What this task involves:
Repeat word for word everything from the line containing "of the wooden" to the end of the listing, first and last lines included, and only that.

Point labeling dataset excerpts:
◆ ◆ ◆ ◆ ◆

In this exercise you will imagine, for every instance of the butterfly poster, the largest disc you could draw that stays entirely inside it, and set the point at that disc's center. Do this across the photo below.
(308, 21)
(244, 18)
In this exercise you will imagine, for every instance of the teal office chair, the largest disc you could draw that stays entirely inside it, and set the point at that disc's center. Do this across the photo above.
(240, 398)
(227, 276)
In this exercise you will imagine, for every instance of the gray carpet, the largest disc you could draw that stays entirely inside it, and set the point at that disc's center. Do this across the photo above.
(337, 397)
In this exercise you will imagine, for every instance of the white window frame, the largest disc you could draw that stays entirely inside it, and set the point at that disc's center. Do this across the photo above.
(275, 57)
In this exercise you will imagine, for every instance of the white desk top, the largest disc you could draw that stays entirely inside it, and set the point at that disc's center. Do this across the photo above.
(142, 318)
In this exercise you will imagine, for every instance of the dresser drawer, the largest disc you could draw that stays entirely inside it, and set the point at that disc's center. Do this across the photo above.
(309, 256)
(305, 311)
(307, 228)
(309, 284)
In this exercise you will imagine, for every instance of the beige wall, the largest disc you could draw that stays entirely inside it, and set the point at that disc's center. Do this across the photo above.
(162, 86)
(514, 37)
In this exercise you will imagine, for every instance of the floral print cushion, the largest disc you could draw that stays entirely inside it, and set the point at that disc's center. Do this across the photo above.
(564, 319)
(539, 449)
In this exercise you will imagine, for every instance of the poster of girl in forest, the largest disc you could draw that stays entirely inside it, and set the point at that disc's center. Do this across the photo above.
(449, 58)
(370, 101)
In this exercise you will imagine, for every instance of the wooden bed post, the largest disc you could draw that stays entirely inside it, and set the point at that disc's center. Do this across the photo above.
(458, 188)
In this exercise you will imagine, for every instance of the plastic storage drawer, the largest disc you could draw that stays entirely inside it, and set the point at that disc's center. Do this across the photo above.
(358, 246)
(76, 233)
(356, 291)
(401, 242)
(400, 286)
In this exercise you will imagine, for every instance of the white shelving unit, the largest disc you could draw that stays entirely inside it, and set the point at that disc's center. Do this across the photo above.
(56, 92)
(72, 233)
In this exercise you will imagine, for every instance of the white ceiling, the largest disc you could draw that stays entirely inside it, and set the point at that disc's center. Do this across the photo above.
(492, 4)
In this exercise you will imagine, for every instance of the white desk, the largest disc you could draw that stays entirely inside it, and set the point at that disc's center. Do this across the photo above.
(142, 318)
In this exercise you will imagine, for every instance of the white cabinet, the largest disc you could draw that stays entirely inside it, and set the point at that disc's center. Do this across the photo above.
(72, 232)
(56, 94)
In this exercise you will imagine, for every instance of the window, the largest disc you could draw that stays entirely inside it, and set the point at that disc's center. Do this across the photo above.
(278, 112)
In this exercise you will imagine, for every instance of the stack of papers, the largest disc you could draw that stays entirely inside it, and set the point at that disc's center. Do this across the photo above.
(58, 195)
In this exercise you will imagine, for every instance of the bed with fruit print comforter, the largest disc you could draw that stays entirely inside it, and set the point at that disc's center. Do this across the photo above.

◆ ◆ ◆ ◆ ◆

Result of the task:
In this exercise you will imagine, for every instance of the wooden bed post, the largest disc you could draw that stays entirely inside it, and set the point at that disc's center. Do this across the photo above.
(458, 188)
In this exercise you will imagine, for every instance of the plastic storage drawer, the largest disc you could draw that stays entirely inside it, and set the point at that disc's center. Do this across the photo above.
(358, 246)
(76, 233)
(356, 291)
(401, 242)
(400, 286)
In this exercise you will imagine, for every instance of the white shelving unit, the largest disc you could draw that stays entirely inside it, and set the point at that disc's center. Do this across the photo above.
(56, 92)
(72, 233)
In this exercise you will imagine, for every instance of the white ceiling, the largest disc you could draw that stays entirely inside it, and set the point at that disc's center. Do this across the photo above.
(492, 4)
In this exercise you will imagine, for every instance of the white desk, the largest disc you could draw that stays entirely inside it, and set the point at that disc's center. Do this across the photo above.
(142, 318)
In this exercise you will imagine, for every instance of the white cabinet, the largest disc you could draw that stays entirely inside it, and set the point at that disc's center. Do this across the photo above.
(72, 232)
(56, 94)
In this exercise you will imagine, for every instance of the window, the largest disc you could draw that stays entirely inside it, and set the point at that disc's center. Do this across the photo above.
(278, 112)
In this exercise you will imagine, for every instance of the stack of papers, the largest disc you could draw that stays entirely inside it, and set the point at that disc's center. Do this across the photo above.
(58, 195)
In this exercise you will imagine, for every instance of the bed with fruit print comforter, the largest disc you could draw that stays entirely inside it, and set the point at that disc's center. Do this across the photo above.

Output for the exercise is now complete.